-- SOURCE EXTRACT follows --

Steelers running back Le’Veon Bell all but guaranteed he won’t miss games for violating the NFL’s drug policy.

“Trust me,” Bell said.

“I’m gonna win the appeal,” he later added, along with “(people) have no idea what happened.”

Well, Bell said that earlier in the week on social media.

Standing in front of reporters Thursday at St. Vincent College on the first day of Steelers training camp, Bell didn’t say much about his impending four-game suspension, including what happened.

“I have to handle it for what it is and keep moving forward,” Bell said. “I don’t want to be a distraction to my teammates and Steelers Nation, so I am going to move forward and let everything else handle itself.”

Bell faces his second suspension in as many seasons for reportedly missing multiple drug tests. A missed test is considered a failed test by the NFL.

Bell was in Stage 2 of the NFL’s drug program after being charged with possession of marijuana and DUI after a traffic stop in August 2014 with former teammate LeGarrette Blount.

It was reported Bell missed the tests because he changed his cellphone number and did not notify the league, which is Bell’s responsibility.

“I am sure people think a certain way about me, feel a certain way about me, and that’s understandable,” Bell said. “I can only control what I can control, and there’s not much that I can control. It’s out of my control now.”

Bell was scheduled to have his appeal heard in early August, but coach Mike Tomlin said the hearing was pushed back until the middle of the month.

“I don’t have anything of any significance to add to his circumstances or situation,” Tomlin said.

-- SOURCE EXTRACT concluded --

(WORK INSTRUCTIONS): Carry on the article about Le'Veon Bell's pending drug-policy suspension, beginning right after its final sentence.

-- RECORDS follows --

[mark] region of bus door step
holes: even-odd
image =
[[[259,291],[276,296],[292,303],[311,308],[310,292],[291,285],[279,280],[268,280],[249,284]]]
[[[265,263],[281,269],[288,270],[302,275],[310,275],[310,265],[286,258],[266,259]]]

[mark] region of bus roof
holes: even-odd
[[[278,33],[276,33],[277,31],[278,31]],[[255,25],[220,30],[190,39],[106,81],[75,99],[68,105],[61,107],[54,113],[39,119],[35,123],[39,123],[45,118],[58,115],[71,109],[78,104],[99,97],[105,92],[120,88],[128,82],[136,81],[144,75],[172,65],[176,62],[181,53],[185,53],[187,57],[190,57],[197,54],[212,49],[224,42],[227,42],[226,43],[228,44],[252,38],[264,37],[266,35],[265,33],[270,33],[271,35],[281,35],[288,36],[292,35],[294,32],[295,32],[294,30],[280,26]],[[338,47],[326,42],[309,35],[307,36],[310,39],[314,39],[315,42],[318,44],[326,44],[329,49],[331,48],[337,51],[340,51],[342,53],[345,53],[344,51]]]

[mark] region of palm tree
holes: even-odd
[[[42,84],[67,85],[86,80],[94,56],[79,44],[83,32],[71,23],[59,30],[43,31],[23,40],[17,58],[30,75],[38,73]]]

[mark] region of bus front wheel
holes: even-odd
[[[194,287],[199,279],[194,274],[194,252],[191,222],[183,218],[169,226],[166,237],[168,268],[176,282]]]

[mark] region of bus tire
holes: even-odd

-- RECORDS concluded --

(THE ANSWER):
“He is in the appeal process, so me adding anything to it is not going to help the matter in any way whatsoever. I will simply let the process play its way out and make any necessary comments regarding his circumstances and how it may affect us after we get some resolution from that standpoint.

“Anything other than that is speculation, and I am not in the speculation business.”

It was rumored in early June that Bell faced a suspension for missing a drug test. Bell, who attended only the first voluntary spring practice, denied failing or missing any drug tests when asked during mandatory minicamp in mid-June.

On Thursday, Bell said he was notified of his suspension in March.

“I know what I said and said what I said, but I am going to let the appeal process handle itself,” Bell said.

The NFL has drawn a hard line on missed drug tests. According to the NFL Policy and Program for Substances of Abuse, if the failure to appear is determined to have been a deliberate effort to avoid testing, it will be considered a violation.

If it isn’t deemed deliberate, a player would have to miss three tests before being suspended for four games.

“Obviously, taking him away (stinks),” guard David DeCastro said. “He is a talented player. To lose guys and not have them is frustrating. Then again, we are used to it, sadly.”

In March, Martavis Bryant was suspended for the season for violating the drug policy. He also missed the first four games last year for failing a drug test.

“It would be frustrating, but we don’t know yet,” receiver Markus Wheaton said about Bell. “It (stinks) to hear that, but we will see what happens.”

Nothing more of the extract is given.